WHAT THE TASK REQUIRES :: Copy the data from the line with "Target: <item>green tree</item>" to the line with "150 84 L 150", both lines included and the requests too. Offset every number in the answers (the viewBox values and path coordinates) by +43, and leave the requests and their format samples unchanged.
#####
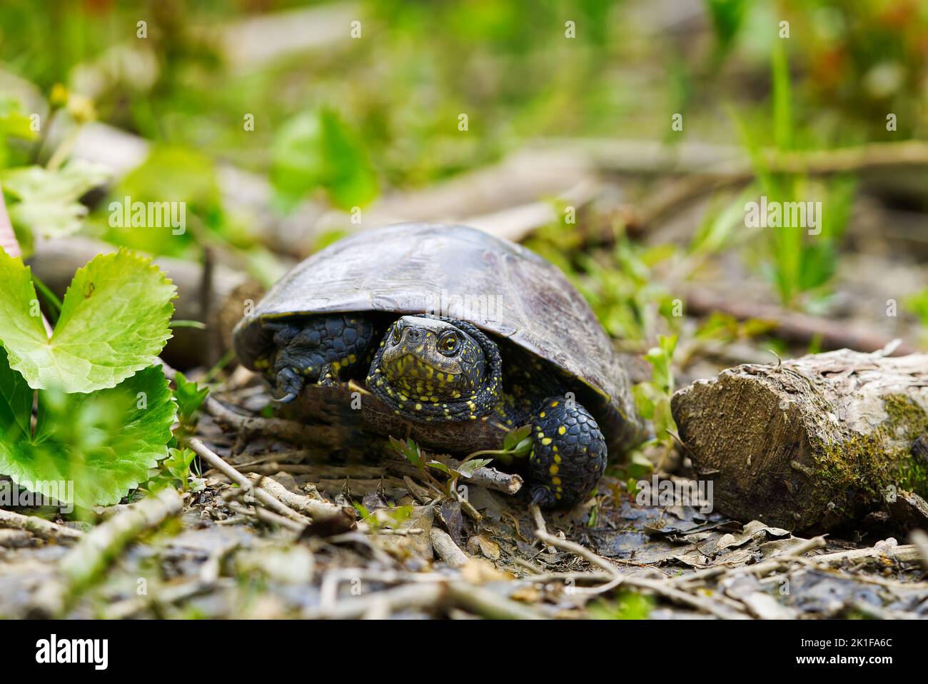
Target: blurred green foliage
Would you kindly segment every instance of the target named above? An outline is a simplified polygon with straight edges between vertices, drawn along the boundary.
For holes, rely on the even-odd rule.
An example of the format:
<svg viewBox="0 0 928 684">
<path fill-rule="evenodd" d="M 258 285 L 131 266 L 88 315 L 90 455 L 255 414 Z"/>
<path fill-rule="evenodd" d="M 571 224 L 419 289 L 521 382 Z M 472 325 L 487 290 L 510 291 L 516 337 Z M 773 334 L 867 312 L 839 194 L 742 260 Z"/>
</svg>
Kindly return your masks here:
<svg viewBox="0 0 928 684">
<path fill-rule="evenodd" d="M 539 137 L 728 143 L 734 117 L 758 180 L 706 215 L 687 266 L 744 248 L 783 303 L 815 308 L 836 270 L 853 180 L 768 173 L 759 150 L 928 136 L 928 4 L 921 0 L 703 0 L 701 13 L 635 0 L 362 0 L 357 39 L 338 24 L 329 30 L 342 31 L 342 40 L 253 64 L 236 63 L 221 39 L 237 22 L 328 5 L 350 6 L 6 0 L 2 71 L 36 92 L 31 98 L 0 88 L 0 165 L 56 166 L 67 146 L 46 138 L 53 120 L 67 129 L 96 116 L 140 135 L 151 141 L 150 154 L 96 198 L 89 230 L 173 255 L 229 247 L 269 280 L 279 265 L 253 234 L 254 217 L 224 205 L 220 162 L 266 176 L 281 214 L 306 198 L 351 210 Z M 45 100 L 38 134 L 29 125 L 36 95 Z M 677 111 L 686 112 L 685 133 L 668 125 Z M 887 112 L 896 115 L 895 131 Z M 243 124 L 249 120 L 253 126 Z M 739 213 L 761 194 L 820 200 L 822 232 L 775 229 L 748 239 Z M 110 226 L 110 202 L 125 196 L 185 201 L 187 231 Z M 8 189 L 6 197 L 18 200 Z M 58 213 L 64 230 L 77 225 L 74 203 Z M 542 236 L 533 246 L 568 272 L 611 333 L 653 342 L 662 313 L 676 332 L 666 316 L 671 300 L 652 285 L 651 269 L 679 254 L 624 238 L 611 254 L 564 253 L 576 244 Z"/>
</svg>

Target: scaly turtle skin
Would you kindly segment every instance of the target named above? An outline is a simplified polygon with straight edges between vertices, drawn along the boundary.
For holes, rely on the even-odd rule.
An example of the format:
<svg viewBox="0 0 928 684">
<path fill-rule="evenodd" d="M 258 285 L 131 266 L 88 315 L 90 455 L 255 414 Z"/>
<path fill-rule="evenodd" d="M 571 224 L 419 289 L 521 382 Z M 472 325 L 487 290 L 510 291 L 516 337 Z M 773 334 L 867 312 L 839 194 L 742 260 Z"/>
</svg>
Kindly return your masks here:
<svg viewBox="0 0 928 684">
<path fill-rule="evenodd" d="M 472 228 L 403 224 L 341 240 L 285 276 L 234 340 L 278 402 L 330 402 L 354 381 L 370 392 L 367 429 L 405 427 L 431 448 L 499 448 L 531 424 L 529 491 L 544 507 L 588 497 L 610 450 L 642 435 L 579 293 L 540 257 Z"/>
</svg>

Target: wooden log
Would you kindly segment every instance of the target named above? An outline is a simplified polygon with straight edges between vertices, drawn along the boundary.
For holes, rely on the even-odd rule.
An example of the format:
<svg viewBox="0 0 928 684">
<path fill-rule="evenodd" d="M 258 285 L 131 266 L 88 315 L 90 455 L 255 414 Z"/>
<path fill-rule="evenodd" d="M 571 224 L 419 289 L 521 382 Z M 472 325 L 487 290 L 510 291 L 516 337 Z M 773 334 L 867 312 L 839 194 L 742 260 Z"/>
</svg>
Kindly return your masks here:
<svg viewBox="0 0 928 684">
<path fill-rule="evenodd" d="M 746 364 L 671 403 L 716 510 L 797 532 L 849 523 L 928 492 L 928 355 L 846 349 Z M 920 443 L 922 444 L 922 443 Z"/>
</svg>

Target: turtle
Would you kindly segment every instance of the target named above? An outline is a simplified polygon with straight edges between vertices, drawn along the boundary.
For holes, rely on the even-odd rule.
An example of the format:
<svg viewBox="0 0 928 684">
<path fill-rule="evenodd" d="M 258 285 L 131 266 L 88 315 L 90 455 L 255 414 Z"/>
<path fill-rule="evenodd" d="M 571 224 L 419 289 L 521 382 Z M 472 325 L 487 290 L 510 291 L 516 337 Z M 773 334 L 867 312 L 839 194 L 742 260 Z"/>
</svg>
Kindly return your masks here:
<svg viewBox="0 0 928 684">
<path fill-rule="evenodd" d="M 532 503 L 588 498 L 610 455 L 639 442 L 628 376 L 583 296 L 552 264 L 475 228 L 394 224 L 314 253 L 236 326 L 239 362 L 310 419 L 449 454 L 499 449 L 531 425 Z M 357 408 L 356 406 L 352 407 Z"/>
</svg>

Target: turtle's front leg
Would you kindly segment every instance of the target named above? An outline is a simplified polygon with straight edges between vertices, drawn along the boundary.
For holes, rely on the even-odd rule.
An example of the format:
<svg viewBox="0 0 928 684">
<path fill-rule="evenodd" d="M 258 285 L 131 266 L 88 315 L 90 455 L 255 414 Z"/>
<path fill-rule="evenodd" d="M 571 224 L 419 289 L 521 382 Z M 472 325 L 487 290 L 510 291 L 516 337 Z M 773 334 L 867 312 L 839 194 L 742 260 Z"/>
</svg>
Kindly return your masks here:
<svg viewBox="0 0 928 684">
<path fill-rule="evenodd" d="M 363 316 L 333 314 L 303 320 L 265 323 L 274 330 L 277 350 L 269 360 L 268 376 L 279 398 L 293 401 L 306 382 L 333 384 L 342 371 L 367 360 L 374 327 Z"/>
<path fill-rule="evenodd" d="M 573 399 L 549 396 L 532 418 L 532 502 L 568 509 L 582 501 L 606 470 L 606 440 L 596 419 Z"/>
</svg>

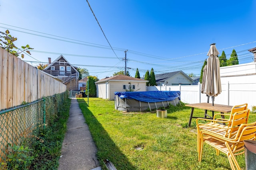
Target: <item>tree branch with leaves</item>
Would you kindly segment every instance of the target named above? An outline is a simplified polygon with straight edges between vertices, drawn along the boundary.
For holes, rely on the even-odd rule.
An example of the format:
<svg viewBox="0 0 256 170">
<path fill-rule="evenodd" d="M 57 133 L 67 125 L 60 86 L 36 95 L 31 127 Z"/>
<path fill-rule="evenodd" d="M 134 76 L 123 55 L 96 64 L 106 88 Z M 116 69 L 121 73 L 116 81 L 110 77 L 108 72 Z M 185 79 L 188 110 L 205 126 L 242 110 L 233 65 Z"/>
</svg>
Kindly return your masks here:
<svg viewBox="0 0 256 170">
<path fill-rule="evenodd" d="M 28 45 L 25 46 L 21 46 L 21 49 L 18 48 L 13 43 L 14 41 L 16 41 L 17 38 L 12 37 L 10 34 L 10 31 L 8 29 L 5 31 L 5 33 L 0 31 L 0 46 L 2 49 L 4 49 L 8 51 L 8 53 L 12 54 L 16 57 L 20 55 L 20 54 L 23 52 L 26 52 L 27 53 L 31 55 L 28 50 L 33 49 L 34 49 L 30 48 Z M 18 49 L 15 50 L 14 49 Z M 24 54 L 21 54 L 21 58 L 24 58 Z"/>
</svg>

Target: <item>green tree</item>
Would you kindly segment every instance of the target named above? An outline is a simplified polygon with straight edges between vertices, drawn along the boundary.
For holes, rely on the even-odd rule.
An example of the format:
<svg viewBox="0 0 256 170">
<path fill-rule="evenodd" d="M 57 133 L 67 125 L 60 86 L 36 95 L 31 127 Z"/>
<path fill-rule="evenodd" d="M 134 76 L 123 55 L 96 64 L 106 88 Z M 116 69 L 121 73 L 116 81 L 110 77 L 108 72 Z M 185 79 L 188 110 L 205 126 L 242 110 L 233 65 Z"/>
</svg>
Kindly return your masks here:
<svg viewBox="0 0 256 170">
<path fill-rule="evenodd" d="M 150 84 L 150 83 L 149 82 L 149 80 L 150 80 L 150 76 L 149 75 L 149 71 L 148 70 L 147 70 L 146 72 L 146 74 L 145 74 L 145 77 L 144 78 L 144 80 L 148 80 L 149 81 L 146 83 L 146 85 L 147 86 L 149 86 Z"/>
<path fill-rule="evenodd" d="M 195 75 L 195 74 L 194 74 L 192 72 L 190 74 L 188 74 L 188 76 L 189 77 L 195 77 L 195 76 L 196 76 L 196 75 Z"/>
<path fill-rule="evenodd" d="M 207 64 L 207 60 L 206 59 L 204 61 L 204 64 L 203 65 L 203 66 L 202 67 L 202 69 L 201 69 L 201 75 L 200 76 L 200 79 L 199 81 L 200 82 L 202 83 L 202 80 L 203 78 L 203 73 L 204 73 L 204 66 Z"/>
<path fill-rule="evenodd" d="M 155 76 L 155 73 L 154 72 L 154 69 L 153 68 L 151 68 L 150 74 L 149 75 L 149 84 L 150 86 L 156 85 L 156 76 Z"/>
<path fill-rule="evenodd" d="M 78 67 L 76 69 L 76 70 L 79 72 L 79 78 L 78 78 L 79 80 L 90 75 L 89 71 L 87 68 Z"/>
<path fill-rule="evenodd" d="M 89 97 L 96 97 L 96 92 L 95 82 L 96 82 L 96 79 L 95 79 L 96 78 L 98 78 L 95 76 L 89 76 L 87 77 L 88 79 L 87 79 L 87 82 L 86 83 L 86 90 L 85 93 L 87 95 L 89 93 Z M 88 93 L 88 88 L 87 85 L 88 84 L 89 84 L 89 93 Z"/>
<path fill-rule="evenodd" d="M 230 55 L 230 58 L 228 60 L 228 65 L 232 66 L 233 65 L 237 65 L 239 64 L 238 58 L 237 57 L 236 52 L 234 49 L 233 49 L 232 53 Z"/>
<path fill-rule="evenodd" d="M 125 75 L 124 74 L 124 71 L 121 70 L 117 72 L 114 72 L 113 74 L 113 76 L 117 76 L 118 75 Z M 131 76 L 130 75 L 130 73 L 129 72 L 129 71 L 126 71 L 126 76 Z"/>
<path fill-rule="evenodd" d="M 32 49 L 28 45 L 25 46 L 21 46 L 22 49 L 18 48 L 14 45 L 13 42 L 17 40 L 17 38 L 12 37 L 10 34 L 10 31 L 8 29 L 5 31 L 5 33 L 0 31 L 2 35 L 0 35 L 0 47 L 2 49 L 6 50 L 8 53 L 10 53 L 16 57 L 20 55 L 20 54 L 25 52 L 31 55 L 29 49 Z M 18 49 L 18 51 L 14 50 L 13 49 Z M 24 54 L 21 54 L 21 58 L 24 58 Z"/>
<path fill-rule="evenodd" d="M 220 60 L 220 67 L 224 67 L 228 65 L 227 64 L 227 58 L 224 51 L 222 51 L 221 55 L 219 57 L 219 60 Z"/>
<path fill-rule="evenodd" d="M 136 73 L 135 73 L 135 76 L 134 77 L 135 78 L 140 78 L 140 72 L 139 72 L 139 70 L 138 68 L 137 68 L 137 70 L 136 70 Z"/>
<path fill-rule="evenodd" d="M 44 64 L 43 63 L 40 63 L 38 64 L 38 66 L 37 66 L 37 68 L 40 70 L 43 70 L 44 68 L 45 68 L 47 66 L 48 66 L 48 64 Z"/>
</svg>

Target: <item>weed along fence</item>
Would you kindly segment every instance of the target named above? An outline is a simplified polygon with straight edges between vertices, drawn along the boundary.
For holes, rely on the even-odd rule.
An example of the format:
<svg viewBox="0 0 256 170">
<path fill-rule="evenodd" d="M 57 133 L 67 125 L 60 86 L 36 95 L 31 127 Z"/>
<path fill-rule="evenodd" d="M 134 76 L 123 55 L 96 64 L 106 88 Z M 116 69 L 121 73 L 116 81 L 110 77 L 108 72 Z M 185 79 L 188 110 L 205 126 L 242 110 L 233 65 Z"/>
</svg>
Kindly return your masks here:
<svg viewBox="0 0 256 170">
<path fill-rule="evenodd" d="M 0 48 L 0 110 L 66 90 L 61 81 Z"/>
<path fill-rule="evenodd" d="M 29 147 L 40 128 L 51 125 L 68 96 L 66 92 L 0 111 L 0 162 L 10 153 L 9 145 Z"/>
</svg>

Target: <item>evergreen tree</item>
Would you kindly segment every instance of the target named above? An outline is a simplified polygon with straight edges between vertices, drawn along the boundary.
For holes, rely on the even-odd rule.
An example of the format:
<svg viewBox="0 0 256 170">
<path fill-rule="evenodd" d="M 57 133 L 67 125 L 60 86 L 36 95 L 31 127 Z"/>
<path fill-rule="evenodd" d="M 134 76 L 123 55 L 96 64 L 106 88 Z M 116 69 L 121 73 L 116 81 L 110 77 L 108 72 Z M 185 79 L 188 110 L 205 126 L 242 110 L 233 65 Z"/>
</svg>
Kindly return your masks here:
<svg viewBox="0 0 256 170">
<path fill-rule="evenodd" d="M 139 72 L 139 70 L 138 68 L 137 68 L 137 70 L 136 70 L 136 73 L 135 73 L 135 76 L 134 77 L 135 78 L 140 78 L 140 73 Z"/>
<path fill-rule="evenodd" d="M 202 83 L 202 80 L 203 79 L 203 73 L 204 73 L 204 66 L 207 64 L 207 60 L 206 59 L 204 61 L 204 65 L 203 65 L 203 66 L 202 67 L 202 69 L 201 69 L 201 76 L 200 76 L 200 79 L 199 81 L 200 82 Z"/>
<path fill-rule="evenodd" d="M 230 55 L 230 58 L 228 61 L 228 65 L 232 66 L 233 65 L 237 65 L 239 64 L 238 58 L 237 57 L 236 52 L 234 49 L 233 49 L 232 53 Z"/>
<path fill-rule="evenodd" d="M 155 76 L 155 73 L 154 72 L 154 69 L 153 68 L 151 68 L 150 74 L 149 76 L 149 84 L 150 86 L 156 85 L 156 76 Z"/>
<path fill-rule="evenodd" d="M 88 87 L 87 85 L 89 84 L 89 97 L 96 97 L 96 85 L 95 84 L 95 81 L 96 80 L 96 77 L 95 76 L 90 76 L 87 77 L 88 79 L 87 80 L 87 82 L 86 83 L 86 93 L 87 95 L 88 94 Z M 89 82 L 88 82 L 89 81 Z"/>
<path fill-rule="evenodd" d="M 150 80 L 150 76 L 149 75 L 149 71 L 148 70 L 146 72 L 146 74 L 145 74 L 145 77 L 144 78 L 144 80 Z M 150 82 L 149 81 L 147 82 L 146 84 L 146 85 L 147 86 L 149 86 Z"/>
<path fill-rule="evenodd" d="M 226 54 L 225 54 L 224 51 L 222 51 L 221 55 L 219 57 L 219 60 L 220 60 L 220 67 L 228 65 L 227 63 L 227 58 L 226 58 Z"/>
</svg>

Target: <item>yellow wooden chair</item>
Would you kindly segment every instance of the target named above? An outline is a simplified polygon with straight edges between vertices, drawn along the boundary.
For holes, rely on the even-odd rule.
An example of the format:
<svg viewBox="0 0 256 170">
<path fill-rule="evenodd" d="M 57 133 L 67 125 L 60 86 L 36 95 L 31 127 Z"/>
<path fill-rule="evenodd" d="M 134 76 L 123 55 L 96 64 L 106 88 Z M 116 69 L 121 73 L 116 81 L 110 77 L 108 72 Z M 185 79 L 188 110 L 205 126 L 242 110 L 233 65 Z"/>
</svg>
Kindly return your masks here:
<svg viewBox="0 0 256 170">
<path fill-rule="evenodd" d="M 246 140 L 255 140 L 256 137 L 256 122 L 248 124 L 243 124 L 239 126 L 237 133 L 229 137 L 226 137 L 216 135 L 210 131 L 201 131 L 200 141 L 201 145 L 198 152 L 198 161 L 201 162 L 204 143 L 215 148 L 217 155 L 221 151 L 226 154 L 232 170 L 241 170 L 235 156 L 244 152 L 244 143 Z"/>
<path fill-rule="evenodd" d="M 240 125 L 248 122 L 250 110 L 247 109 L 248 106 L 247 104 L 234 106 L 232 107 L 230 114 L 216 113 L 214 115 L 213 119 L 197 118 L 196 122 L 197 128 L 198 151 L 200 149 L 200 146 L 199 144 L 200 143 L 200 133 L 201 130 L 208 131 L 224 137 L 226 137 L 228 135 L 232 135 L 236 133 Z M 226 116 L 226 118 L 216 118 L 217 116 L 221 116 L 222 117 L 222 116 Z M 208 122 L 206 123 L 200 123 L 199 120 L 206 121 Z"/>
</svg>

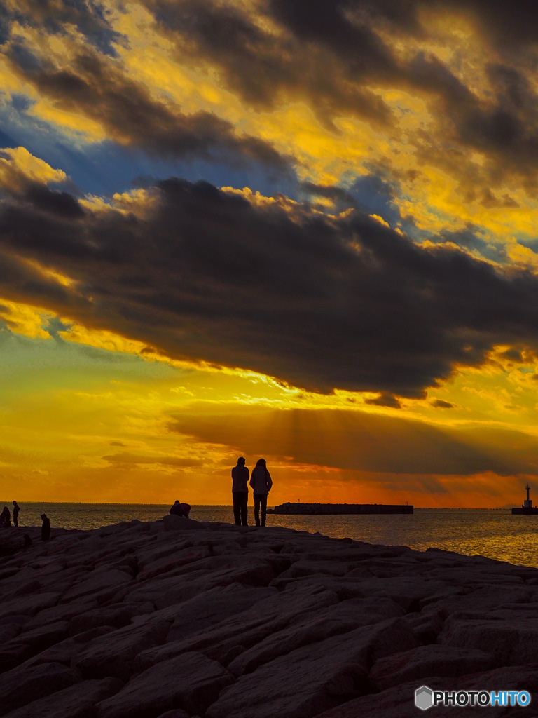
#####
WRITTEN REPLY ::
Target: <item>green tree</item>
Would you kindly segment every instance of the target named above? An outline is a simplified polygon with straight edges between vertices, drawn along the boundary.
For holes, rely on the even-odd rule.
An example of the format:
<svg viewBox="0 0 256 170">
<path fill-rule="evenodd" d="M 57 133 L 67 125 L 60 86 L 36 95 L 31 127 Z"/>
<path fill-rule="evenodd" d="M 134 76 L 123 55 L 96 64 L 106 88 Z M 116 69 L 121 73 L 116 81 L 110 77 L 108 72 Z M 185 79 L 188 110 L 205 126 L 242 110 L 233 65 Z"/>
</svg>
Kindly return your masks here:
<svg viewBox="43 43 299 213">
<path fill-rule="evenodd" d="M 193 127 L 193 126 L 192 125 L 192 123 L 193 123 L 193 119 L 192 118 L 192 114 L 191 113 L 190 113 L 189 115 L 189 117 L 188 117 L 188 120 L 187 121 L 187 123 L 191 123 L 192 124 L 189 126 L 189 128 L 190 129 L 192 129 Z"/>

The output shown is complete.